Following in the footsteps of Abraham Lincoln
Springfield, Ill.
More than the Emancipation Proclamation or the Gettysburg Address, Abraham Lincoln contributed something vital to the American legacy. Rawboned, an axe slung over his shoulder, he personifies our treasured myth that a person of humble circumstances can discover within himself a rich treasure of ability through which he transforms himself and the world.
Drawn to books, to dreams, and a larger world, Lincoln sat on split rail fences watching travelers on the highways which ran by his boyhood homes. He was an only son in a day when large families were prized for the work they could accomplish and so he obediently, if reluctantly, answered his father's summons to plow or plant. He discovered his calling to the law when he bought a barrel from a stranger and discovered at the bottom Blackstone's Commentaries on the Law.
However difficult it may have been for Lincoln to emerge from the backwoods and into the pages of history, it is easy for travelers today to find the man's origins. The Lincoln Heritage Trail through Kentucky, Indiana, and Illinois covers 900 miles and more if one samples the interesting if unrelated places along the way. The Lincoln sites, complete with visitors centers and documentaries on the 16th President's life, may be visited at random or in sequence.
Nowhere are the incongruities of this life more apparent than at his birthplace, Sinking Spring Farm on Route 1 in Hodgenville, Ky. The humble log cabin where Lincoln was born in 1809 once toured on exhibition; now it is encased in marble and granite approached by a climb of 56 broad stone steps. A walkway leads to the Boundary Oak which until its death in 1976 marked the edge of Lincoln's world as an infant and to the spring which gave the property its name.

____

Problems and tasks:
**1)** Answer the following questions using the article on Lincoln's heritage.
(a) Which book did Lincoln find at the bottom of the barrel he bought from a stranger?
(b) Through which three states does the Lincoln Heritage Trail run?
(c) How many broad stone steps must be climbed to reach the birthplace cabin?
**2)** Copy from the article on Lincoln's heritage the stretch from "Nowhere are the" through "property its name.".

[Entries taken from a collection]

____

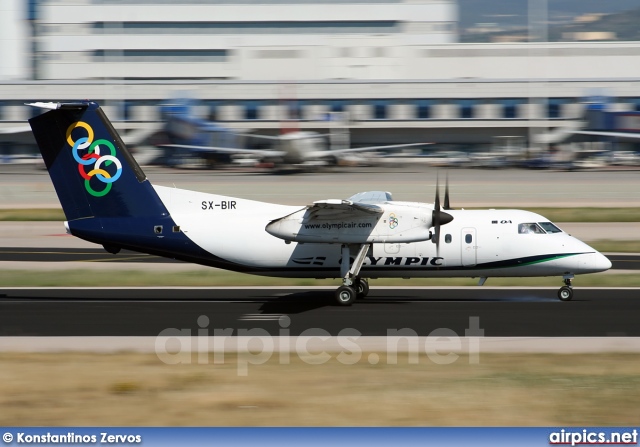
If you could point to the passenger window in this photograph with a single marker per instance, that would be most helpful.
(530, 228)
(549, 227)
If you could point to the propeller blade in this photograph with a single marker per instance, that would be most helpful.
(436, 204)
(436, 216)
(439, 217)
(447, 205)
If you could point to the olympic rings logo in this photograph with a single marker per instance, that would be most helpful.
(393, 221)
(95, 158)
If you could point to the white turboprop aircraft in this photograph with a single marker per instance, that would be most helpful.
(108, 200)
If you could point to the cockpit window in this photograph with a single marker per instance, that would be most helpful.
(530, 228)
(549, 227)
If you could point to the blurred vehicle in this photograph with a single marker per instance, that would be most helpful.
(624, 158)
(191, 137)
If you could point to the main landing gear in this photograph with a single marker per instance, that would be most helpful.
(353, 287)
(565, 293)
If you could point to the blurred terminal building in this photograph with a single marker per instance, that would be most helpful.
(392, 70)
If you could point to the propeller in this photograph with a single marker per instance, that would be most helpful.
(446, 206)
(439, 217)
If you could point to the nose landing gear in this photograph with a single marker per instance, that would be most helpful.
(565, 293)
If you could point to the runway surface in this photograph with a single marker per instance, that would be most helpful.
(31, 254)
(501, 312)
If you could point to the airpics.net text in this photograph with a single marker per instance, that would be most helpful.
(314, 346)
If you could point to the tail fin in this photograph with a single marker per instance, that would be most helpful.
(92, 171)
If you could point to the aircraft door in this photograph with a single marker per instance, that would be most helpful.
(469, 246)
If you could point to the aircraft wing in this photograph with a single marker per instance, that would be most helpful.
(332, 208)
(324, 153)
(227, 150)
(632, 135)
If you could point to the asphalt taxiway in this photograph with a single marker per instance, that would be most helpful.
(500, 312)
(620, 261)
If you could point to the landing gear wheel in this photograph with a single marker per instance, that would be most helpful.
(362, 288)
(565, 293)
(345, 295)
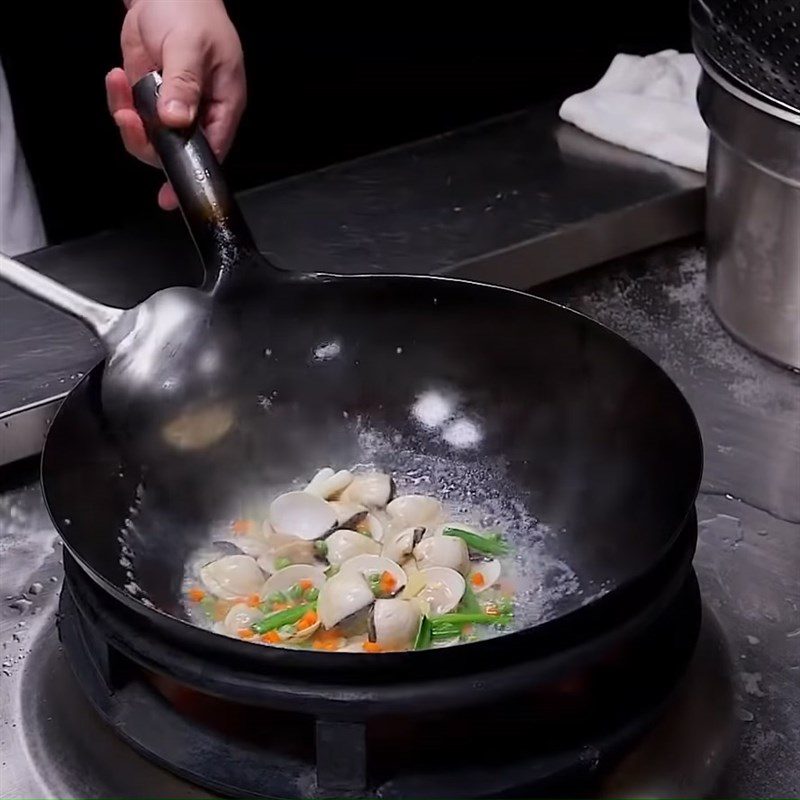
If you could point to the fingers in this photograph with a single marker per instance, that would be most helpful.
(182, 75)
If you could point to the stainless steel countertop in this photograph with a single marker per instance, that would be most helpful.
(748, 559)
(517, 201)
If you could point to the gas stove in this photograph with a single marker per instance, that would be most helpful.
(77, 735)
(727, 728)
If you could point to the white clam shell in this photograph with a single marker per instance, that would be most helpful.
(369, 489)
(345, 544)
(443, 551)
(347, 514)
(287, 577)
(400, 545)
(327, 483)
(301, 514)
(394, 622)
(442, 590)
(375, 527)
(230, 577)
(342, 596)
(490, 570)
(372, 564)
(412, 510)
(241, 616)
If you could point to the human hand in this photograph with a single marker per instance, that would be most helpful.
(194, 44)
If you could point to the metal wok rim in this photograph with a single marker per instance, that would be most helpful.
(325, 659)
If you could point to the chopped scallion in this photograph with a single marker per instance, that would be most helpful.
(493, 544)
(280, 618)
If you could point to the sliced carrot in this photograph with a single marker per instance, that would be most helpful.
(242, 527)
(308, 619)
(387, 582)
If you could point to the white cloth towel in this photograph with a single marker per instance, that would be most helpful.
(647, 104)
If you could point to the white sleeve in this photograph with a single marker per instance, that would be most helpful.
(21, 227)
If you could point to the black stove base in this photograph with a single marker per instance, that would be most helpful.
(249, 751)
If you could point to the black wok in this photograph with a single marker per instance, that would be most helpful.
(594, 438)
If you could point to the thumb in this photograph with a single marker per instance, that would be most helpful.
(182, 76)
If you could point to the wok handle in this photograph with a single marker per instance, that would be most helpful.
(211, 213)
(96, 316)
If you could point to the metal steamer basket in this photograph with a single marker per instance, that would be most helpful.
(749, 96)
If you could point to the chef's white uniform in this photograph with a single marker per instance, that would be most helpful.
(21, 227)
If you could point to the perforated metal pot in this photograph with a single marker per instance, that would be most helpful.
(749, 96)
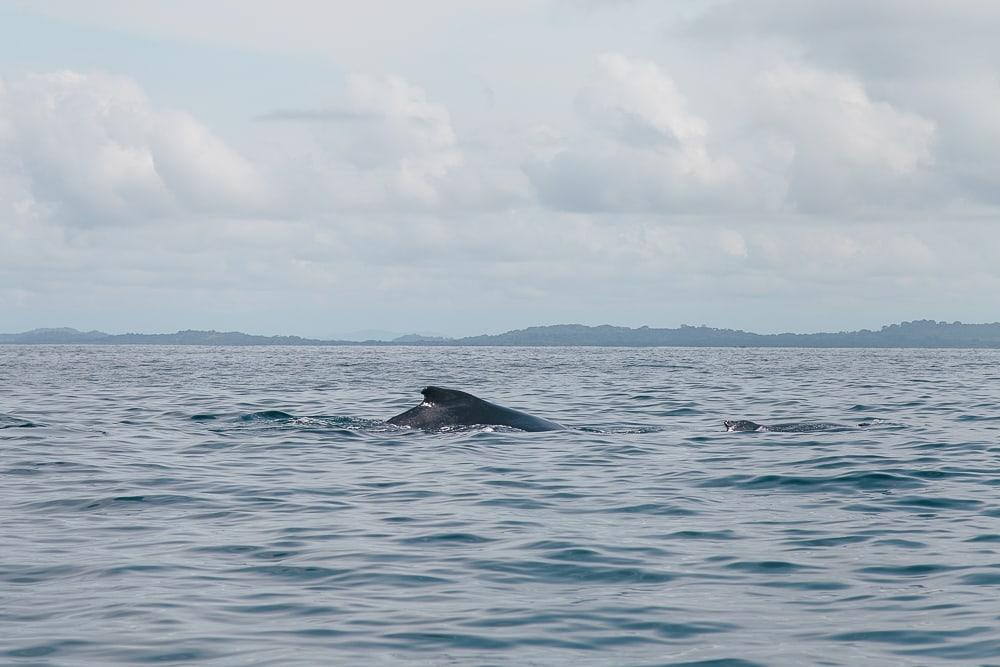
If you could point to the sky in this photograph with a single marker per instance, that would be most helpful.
(313, 168)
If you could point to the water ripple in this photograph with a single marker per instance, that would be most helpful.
(250, 506)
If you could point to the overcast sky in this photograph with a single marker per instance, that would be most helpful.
(312, 167)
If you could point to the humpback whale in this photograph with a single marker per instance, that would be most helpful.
(805, 427)
(442, 408)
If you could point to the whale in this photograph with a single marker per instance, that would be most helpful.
(447, 408)
(745, 425)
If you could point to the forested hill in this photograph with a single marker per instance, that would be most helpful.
(921, 333)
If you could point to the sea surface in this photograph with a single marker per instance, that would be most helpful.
(248, 506)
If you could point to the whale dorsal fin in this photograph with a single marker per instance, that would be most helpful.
(442, 396)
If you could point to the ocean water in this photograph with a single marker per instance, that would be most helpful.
(247, 506)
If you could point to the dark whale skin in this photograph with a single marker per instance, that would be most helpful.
(444, 408)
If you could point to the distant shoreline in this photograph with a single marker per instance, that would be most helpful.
(926, 334)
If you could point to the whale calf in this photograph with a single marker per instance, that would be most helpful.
(745, 425)
(443, 408)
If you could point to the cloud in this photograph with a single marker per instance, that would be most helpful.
(386, 144)
(843, 149)
(92, 149)
(641, 148)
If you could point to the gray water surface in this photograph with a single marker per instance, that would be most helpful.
(247, 506)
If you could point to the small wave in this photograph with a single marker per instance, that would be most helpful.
(8, 421)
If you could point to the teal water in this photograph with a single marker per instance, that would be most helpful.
(247, 506)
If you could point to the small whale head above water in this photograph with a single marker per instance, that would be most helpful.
(444, 408)
(733, 425)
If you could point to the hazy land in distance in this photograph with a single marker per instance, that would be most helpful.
(916, 334)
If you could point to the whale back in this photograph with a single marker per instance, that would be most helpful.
(442, 408)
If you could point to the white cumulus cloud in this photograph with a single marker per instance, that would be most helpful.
(92, 148)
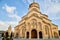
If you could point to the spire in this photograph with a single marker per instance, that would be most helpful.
(33, 0)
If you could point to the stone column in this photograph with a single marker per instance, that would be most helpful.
(38, 34)
(25, 34)
(29, 34)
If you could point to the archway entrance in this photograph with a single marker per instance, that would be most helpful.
(27, 35)
(40, 34)
(33, 33)
(55, 35)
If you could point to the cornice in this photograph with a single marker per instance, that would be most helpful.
(55, 25)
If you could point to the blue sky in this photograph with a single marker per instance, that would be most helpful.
(11, 11)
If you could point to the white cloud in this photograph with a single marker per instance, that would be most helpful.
(5, 25)
(11, 10)
(52, 8)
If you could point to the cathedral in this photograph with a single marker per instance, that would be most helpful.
(36, 25)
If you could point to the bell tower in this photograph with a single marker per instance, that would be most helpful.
(34, 6)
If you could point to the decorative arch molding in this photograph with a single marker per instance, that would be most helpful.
(27, 34)
(33, 33)
(34, 22)
(40, 25)
(55, 35)
(47, 31)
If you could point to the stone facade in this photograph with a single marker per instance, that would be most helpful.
(36, 25)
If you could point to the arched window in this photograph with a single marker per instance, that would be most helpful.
(34, 23)
(46, 29)
(40, 25)
(55, 34)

____

Answers given:
**1)**
(a) Blackstone's Commentaries on the Law
(b) Kentucky, Indiana, and Illinois
(c) 56

**2)**
Nowhere are the incongruities of this life more apparent than at his birthplace, Sinking Spring Farm on Route 1 in Hodgenville, Ky. The humble log cabin where Lincoln was born in 1809 once toured on exhibition; now it is encased in marble and granite approached by a climb of 56 broad stone steps. A walkway leads to the Boundary Oak which until its death in 1976 marked the edge of Lincoln's world as an infant and to the spring which gave the property its name.